** Start Exercise input **

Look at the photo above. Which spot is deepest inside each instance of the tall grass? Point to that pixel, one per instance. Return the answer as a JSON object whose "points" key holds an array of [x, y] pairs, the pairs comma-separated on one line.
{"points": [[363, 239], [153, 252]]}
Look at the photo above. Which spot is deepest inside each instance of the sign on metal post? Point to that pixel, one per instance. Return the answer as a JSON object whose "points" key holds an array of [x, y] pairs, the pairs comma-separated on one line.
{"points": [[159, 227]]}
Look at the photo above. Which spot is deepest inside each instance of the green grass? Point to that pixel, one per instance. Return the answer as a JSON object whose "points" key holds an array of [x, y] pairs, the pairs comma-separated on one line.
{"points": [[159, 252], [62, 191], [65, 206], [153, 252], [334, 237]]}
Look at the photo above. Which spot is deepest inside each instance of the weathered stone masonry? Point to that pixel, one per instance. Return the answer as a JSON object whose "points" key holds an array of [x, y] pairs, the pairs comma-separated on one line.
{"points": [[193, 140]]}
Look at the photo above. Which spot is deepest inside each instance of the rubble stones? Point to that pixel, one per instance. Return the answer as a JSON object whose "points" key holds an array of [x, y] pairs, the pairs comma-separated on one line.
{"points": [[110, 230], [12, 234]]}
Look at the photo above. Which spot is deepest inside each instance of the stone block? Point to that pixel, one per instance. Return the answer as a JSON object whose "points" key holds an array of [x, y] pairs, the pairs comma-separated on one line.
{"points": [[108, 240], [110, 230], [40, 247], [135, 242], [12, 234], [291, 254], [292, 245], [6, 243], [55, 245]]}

** End Exercise input **

What the exercise asks: Repeat the records above exactly as they appear.

Problem solution:
Look at the photo above. Which spot is deepest inside each instance of the tall grass? Point to that pixel, one per instance. Return the answer as a JSON object whose "points" key holds an array of [x, y] pairs, the pairs comma-separated on one line.
{"points": [[363, 239], [153, 252]]}
Look at the photo above. Which spot is deepest inside each instance of the sign on metal post? Point to that pixel, one per instance. Return the answer as a JSON object whose "points" key holds an array of [x, y] pairs, the pairs comma-separated on one line.
{"points": [[159, 227]]}
Look at the photo above. Which spot is deepest inside each instance of the green grass? Point to that pixel, one per instance. Return the answer as a JSON object whose "points" key holds an array of [x, y] pairs, the pairs comma-separated on one line.
{"points": [[159, 252], [62, 191], [65, 206], [153, 252], [334, 237]]}
Look at the photo above. Which spot is deepest inside each instance of the weathered stone masonry? Point to that pixel, one per instance. Return the answer as a JSON object whose "points" key holds an array of [x, y] pairs, the pairs comma-separated on one line.
{"points": [[193, 140]]}
Look at the photo above. Which spot is deepest inside each instance of the rubble stones? Point to that pixel, one per instance. Return the answer as a JSON object whose "points" key holds an array of [x, y] pairs, the pairs comma-separated on one line.
{"points": [[110, 230], [12, 234]]}
Look at the photo above. Which spot is deepest inside each instance of the stone block? Point to that pixel, one per instance. Return the answer as a JSON object whose "points" key holds an array of [x, y] pairs, the pairs comma-separated on one line.
{"points": [[108, 240], [110, 230], [40, 247], [135, 242], [12, 234], [291, 254], [292, 245], [6, 243], [55, 245]]}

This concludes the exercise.